Work instruction:
Write out word for word each line from the top of the material through the line that has "of the parsley". Pictures do not go in.

Input data:
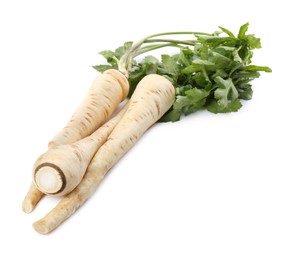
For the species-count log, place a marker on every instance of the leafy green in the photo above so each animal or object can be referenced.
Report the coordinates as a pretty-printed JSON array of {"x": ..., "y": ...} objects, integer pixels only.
[{"x": 215, "y": 74}]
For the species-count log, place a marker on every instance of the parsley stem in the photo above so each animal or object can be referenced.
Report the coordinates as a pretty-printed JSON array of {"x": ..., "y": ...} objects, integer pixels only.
[
  {"x": 125, "y": 63},
  {"x": 187, "y": 42},
  {"x": 152, "y": 47}
]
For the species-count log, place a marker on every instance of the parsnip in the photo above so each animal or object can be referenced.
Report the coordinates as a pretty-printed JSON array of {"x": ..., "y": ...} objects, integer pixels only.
[
  {"x": 60, "y": 169},
  {"x": 104, "y": 96},
  {"x": 153, "y": 96}
]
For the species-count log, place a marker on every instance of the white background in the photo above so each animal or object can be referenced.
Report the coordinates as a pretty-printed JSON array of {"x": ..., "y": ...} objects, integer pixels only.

Your solution:
For the species-count log, place a marker on every instance of the leafy green in the photo above so each animal or object can be referenced.
Report the coordinates as a pretty-printed JSON array of {"x": ..., "y": ...} objects, integer pixels only.
[{"x": 215, "y": 74}]
For the species-count log, place a marker on every instance of the parsley stem in the photo above so each animal or object can be referenced.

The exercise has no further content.